══ GIVEN PASSAGE

The failure of Reconstruction had reinforced this consensus. After the Civil War, Southern blacks were enfranchised. Then, with cooperation from so-called Southern “scalawags” and Northern “carpetbaggers,” blacks became influential in the governments of several states of the former Confederacy. However, Reconstruction ended in the 1870s, most blacks were disfranchised, and by 1900 a great many whites, in the North as well as the South, considered Reconstruction to have been a failure. They attributed the failure to blacks’ presumed inability to restrain spending, balance budgets, or control crime.
According to historian George W. Stocking, Jr., “In turn-of-the [twentieth] century evolutionary thinking, savagery, dark skin, and a small brain and incoherent mind were, for many, all parts of a single evolutionary picture of ‘primitive’ man, who even yet walks the earth.” Darwinists believed there was a racial hierarchy–that evolutionary adaptations to different climates and environments caused human nature to differ somewhat from one continent to another. They thought blacks had proclivities toward crime, promiscuity, and sloth; and that these tendencies had to be held in check by white supervision.

════

(PROBLEMS):
1. Answer these questions using the passage on Reconstruction:
(a) In what decade did Reconstruction end?
(b) Which historian is quoted in the passage?
(c) According to Darwinists, what caused human nature to differ somewhat from one continent to another?
2. From the passage on Reconstruction, write out the part that opens with the words "According to historian" and closes with "by white supervision.".
The data is separate material, unrelated to the passage on Reconstruction.

══ GIVEN RECORDS

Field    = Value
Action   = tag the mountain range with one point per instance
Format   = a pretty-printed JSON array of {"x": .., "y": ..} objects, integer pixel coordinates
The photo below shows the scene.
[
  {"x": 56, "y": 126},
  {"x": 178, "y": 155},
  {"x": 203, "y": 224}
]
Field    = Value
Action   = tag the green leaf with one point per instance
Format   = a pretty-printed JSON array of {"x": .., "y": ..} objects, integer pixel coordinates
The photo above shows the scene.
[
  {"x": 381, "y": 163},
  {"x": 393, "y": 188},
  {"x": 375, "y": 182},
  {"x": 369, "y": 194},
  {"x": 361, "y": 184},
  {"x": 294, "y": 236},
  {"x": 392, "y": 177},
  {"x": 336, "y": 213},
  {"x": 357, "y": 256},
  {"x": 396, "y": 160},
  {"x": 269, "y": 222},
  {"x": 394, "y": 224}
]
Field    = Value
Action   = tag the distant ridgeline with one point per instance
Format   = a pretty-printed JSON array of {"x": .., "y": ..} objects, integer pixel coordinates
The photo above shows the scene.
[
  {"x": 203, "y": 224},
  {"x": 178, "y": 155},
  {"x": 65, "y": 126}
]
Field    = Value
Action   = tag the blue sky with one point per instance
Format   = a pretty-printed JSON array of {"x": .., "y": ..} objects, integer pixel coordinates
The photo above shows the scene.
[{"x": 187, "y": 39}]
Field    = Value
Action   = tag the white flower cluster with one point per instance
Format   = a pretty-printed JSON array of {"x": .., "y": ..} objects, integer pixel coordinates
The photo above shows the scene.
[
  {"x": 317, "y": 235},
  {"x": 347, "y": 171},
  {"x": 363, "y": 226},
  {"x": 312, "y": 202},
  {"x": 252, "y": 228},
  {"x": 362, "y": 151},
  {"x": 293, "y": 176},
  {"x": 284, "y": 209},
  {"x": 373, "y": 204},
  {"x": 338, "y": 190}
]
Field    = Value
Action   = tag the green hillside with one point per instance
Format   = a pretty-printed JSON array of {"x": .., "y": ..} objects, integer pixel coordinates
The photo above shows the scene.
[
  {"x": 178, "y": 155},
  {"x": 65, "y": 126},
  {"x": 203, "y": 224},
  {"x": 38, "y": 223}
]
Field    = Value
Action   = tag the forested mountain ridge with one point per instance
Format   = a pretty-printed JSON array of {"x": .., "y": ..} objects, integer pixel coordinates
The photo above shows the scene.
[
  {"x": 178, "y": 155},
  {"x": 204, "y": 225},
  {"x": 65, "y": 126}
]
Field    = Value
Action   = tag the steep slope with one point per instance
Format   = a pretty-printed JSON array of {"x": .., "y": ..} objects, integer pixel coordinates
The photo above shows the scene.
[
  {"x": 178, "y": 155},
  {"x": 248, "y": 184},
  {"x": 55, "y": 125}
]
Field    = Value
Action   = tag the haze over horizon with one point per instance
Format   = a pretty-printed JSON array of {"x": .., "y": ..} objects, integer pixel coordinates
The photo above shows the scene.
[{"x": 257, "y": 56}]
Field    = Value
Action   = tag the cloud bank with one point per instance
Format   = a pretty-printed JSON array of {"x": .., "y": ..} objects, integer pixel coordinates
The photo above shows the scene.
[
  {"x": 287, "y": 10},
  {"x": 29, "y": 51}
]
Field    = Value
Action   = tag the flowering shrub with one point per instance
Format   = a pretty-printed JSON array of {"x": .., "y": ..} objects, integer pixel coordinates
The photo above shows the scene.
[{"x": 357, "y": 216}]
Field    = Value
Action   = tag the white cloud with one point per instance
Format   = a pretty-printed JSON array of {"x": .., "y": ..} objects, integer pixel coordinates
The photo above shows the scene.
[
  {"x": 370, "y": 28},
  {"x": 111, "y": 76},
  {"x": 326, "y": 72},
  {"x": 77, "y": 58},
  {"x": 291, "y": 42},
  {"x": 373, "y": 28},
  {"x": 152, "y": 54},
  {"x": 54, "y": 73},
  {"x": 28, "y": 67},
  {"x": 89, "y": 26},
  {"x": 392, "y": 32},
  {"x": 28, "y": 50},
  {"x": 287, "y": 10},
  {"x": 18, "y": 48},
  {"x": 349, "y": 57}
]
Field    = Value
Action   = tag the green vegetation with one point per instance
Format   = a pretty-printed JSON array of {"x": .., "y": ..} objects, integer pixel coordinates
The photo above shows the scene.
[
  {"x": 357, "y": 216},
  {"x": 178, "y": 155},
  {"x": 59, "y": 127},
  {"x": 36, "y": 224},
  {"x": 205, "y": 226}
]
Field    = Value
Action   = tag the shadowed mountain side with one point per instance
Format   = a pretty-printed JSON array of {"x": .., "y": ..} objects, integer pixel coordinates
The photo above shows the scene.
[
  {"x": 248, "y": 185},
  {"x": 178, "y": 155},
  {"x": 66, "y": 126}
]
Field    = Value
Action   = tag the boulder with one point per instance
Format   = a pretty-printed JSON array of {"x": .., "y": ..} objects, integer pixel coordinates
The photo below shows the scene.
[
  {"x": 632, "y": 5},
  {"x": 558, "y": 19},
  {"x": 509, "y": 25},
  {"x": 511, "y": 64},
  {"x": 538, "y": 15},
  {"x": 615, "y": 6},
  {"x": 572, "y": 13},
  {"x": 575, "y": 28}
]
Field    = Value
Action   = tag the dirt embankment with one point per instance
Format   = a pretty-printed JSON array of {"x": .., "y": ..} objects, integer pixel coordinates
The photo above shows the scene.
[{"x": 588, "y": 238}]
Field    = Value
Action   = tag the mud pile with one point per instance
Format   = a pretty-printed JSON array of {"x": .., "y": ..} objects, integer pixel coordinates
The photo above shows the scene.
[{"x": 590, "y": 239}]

════

(TASK RESULTS):
1.
(a) The 1870s.
(b) George W. Stocking, Jr.
(c) Evolutionary adaptations to different climates and environments.

2.
According to historian George W. Stocking, Jr., “In turn-of-the [twentieth] century evolutionary thinking, savagery, dark skin, and a small brain and incoherent mind were, for many, all parts of a single evolutionary picture of ‘primitive’ man, who even yet walks the earth.” Darwinists believed there was a racial hierarchy–that evolutionary adaptations to different climates and environments caused human nature to differ somewhat from one continent to another. They thought blacks had proclivities toward crime, promiscuity, and sloth; and that these tendencies had to be held in check by white supervision.